• _AIM_
How many of the lines below contain the string "oyster"? Case counts, so match capital and small letters exactly, and reply with the number only.

• _RECORDED INFORMATION_
_ _ _ _ _

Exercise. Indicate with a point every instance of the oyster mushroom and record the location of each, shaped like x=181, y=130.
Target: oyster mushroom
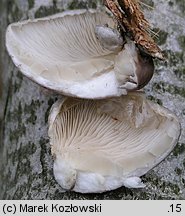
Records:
x=67, y=53
x=100, y=145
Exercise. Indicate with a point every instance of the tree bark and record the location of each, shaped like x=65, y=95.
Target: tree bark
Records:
x=26, y=161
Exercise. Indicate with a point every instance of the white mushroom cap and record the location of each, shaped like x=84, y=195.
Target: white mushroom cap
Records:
x=64, y=53
x=105, y=144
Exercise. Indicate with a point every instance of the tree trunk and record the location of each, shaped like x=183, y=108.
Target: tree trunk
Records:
x=26, y=161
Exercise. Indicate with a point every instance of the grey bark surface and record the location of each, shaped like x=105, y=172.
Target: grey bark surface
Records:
x=26, y=161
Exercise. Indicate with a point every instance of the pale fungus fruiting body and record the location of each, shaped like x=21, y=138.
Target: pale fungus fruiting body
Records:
x=102, y=145
x=78, y=53
x=97, y=145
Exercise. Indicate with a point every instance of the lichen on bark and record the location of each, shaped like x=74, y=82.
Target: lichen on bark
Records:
x=26, y=165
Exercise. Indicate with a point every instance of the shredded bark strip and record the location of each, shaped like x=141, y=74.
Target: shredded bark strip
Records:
x=135, y=26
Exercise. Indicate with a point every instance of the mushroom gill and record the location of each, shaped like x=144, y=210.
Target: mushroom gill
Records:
x=105, y=144
x=67, y=53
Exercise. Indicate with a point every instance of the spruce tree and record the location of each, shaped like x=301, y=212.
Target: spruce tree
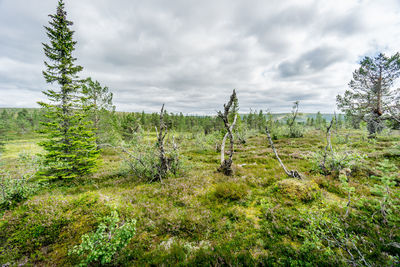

_ _ _ _ _

• _RESULT FOR THIS TASK_
2